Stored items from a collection
########################################

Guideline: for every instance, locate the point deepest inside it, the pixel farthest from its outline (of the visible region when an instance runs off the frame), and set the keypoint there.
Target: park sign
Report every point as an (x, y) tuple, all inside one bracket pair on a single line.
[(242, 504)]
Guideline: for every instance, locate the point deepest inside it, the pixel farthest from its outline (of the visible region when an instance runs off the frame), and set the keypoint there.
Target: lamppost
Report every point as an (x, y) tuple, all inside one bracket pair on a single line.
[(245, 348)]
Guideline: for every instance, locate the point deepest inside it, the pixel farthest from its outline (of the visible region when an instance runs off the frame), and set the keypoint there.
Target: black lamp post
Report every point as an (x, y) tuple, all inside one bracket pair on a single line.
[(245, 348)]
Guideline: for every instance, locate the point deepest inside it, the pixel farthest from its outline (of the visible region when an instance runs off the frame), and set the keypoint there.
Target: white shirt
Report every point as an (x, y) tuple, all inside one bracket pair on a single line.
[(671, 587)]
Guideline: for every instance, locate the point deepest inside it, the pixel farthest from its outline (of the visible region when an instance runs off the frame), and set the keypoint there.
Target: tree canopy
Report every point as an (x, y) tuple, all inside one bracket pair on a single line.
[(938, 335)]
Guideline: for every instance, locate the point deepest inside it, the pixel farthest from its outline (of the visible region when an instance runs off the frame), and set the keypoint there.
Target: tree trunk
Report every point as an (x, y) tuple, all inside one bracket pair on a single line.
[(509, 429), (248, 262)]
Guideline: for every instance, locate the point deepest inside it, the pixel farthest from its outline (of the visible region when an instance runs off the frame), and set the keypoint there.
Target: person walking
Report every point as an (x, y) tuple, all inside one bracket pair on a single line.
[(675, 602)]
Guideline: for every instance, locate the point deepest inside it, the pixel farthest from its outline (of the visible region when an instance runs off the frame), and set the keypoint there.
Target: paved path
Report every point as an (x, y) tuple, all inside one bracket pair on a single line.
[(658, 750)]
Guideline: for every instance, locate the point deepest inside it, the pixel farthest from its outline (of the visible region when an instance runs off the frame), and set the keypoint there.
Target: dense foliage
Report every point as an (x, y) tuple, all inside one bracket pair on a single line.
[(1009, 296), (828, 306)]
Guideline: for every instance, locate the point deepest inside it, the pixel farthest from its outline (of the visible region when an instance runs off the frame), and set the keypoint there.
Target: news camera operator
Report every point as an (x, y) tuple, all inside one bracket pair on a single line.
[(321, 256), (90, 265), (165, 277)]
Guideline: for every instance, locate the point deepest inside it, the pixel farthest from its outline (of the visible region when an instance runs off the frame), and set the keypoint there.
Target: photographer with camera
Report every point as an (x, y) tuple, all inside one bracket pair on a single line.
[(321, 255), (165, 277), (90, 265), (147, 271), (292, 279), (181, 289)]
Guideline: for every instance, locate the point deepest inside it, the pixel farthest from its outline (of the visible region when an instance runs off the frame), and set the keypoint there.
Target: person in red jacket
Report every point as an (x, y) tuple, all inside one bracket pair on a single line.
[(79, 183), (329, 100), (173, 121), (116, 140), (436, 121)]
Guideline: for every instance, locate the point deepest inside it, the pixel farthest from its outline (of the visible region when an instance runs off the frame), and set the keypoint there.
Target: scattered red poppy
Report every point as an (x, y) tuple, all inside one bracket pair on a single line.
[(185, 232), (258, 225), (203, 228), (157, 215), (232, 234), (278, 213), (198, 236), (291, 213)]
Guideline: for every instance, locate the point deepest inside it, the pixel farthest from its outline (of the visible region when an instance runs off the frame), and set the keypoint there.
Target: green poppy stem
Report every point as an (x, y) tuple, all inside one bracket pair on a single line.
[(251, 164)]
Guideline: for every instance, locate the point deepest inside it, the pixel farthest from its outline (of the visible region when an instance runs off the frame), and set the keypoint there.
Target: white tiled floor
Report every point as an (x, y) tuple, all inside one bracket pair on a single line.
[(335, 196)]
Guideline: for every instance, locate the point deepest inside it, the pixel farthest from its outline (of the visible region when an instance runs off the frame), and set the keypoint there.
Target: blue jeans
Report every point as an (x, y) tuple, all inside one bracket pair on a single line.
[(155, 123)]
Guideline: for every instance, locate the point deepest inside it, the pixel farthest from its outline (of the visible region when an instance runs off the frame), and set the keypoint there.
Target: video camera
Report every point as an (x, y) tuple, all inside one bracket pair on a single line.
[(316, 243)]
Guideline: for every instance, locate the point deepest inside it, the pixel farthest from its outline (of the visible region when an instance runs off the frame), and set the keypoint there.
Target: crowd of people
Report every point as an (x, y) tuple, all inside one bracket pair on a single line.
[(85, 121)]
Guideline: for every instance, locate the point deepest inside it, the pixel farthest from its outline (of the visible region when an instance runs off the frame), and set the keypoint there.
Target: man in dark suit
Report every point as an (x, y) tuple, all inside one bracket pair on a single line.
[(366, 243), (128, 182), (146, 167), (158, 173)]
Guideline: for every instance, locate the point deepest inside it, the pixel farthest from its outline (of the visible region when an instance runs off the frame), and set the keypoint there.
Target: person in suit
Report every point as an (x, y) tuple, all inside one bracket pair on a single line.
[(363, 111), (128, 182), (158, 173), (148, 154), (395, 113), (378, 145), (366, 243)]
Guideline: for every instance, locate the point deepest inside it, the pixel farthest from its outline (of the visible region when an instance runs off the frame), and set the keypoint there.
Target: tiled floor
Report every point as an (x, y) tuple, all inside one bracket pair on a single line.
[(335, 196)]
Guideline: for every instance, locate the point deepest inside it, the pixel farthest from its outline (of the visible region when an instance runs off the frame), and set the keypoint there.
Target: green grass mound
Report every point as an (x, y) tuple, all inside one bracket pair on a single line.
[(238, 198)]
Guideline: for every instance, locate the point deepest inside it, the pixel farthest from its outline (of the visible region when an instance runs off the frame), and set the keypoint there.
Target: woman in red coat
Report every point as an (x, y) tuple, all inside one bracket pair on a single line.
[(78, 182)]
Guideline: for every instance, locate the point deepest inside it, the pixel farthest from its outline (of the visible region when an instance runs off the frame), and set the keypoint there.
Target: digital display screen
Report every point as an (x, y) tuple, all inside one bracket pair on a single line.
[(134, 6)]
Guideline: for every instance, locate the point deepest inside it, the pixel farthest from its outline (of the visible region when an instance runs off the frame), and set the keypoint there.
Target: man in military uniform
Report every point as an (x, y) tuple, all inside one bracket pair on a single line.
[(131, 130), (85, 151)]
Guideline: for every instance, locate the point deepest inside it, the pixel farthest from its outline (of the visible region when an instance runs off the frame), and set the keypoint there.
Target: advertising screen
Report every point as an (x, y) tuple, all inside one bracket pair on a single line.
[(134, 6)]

########################################

To do
Respond with nothing but the number of lines in the entries that contain the string "poppy".

Answer section
2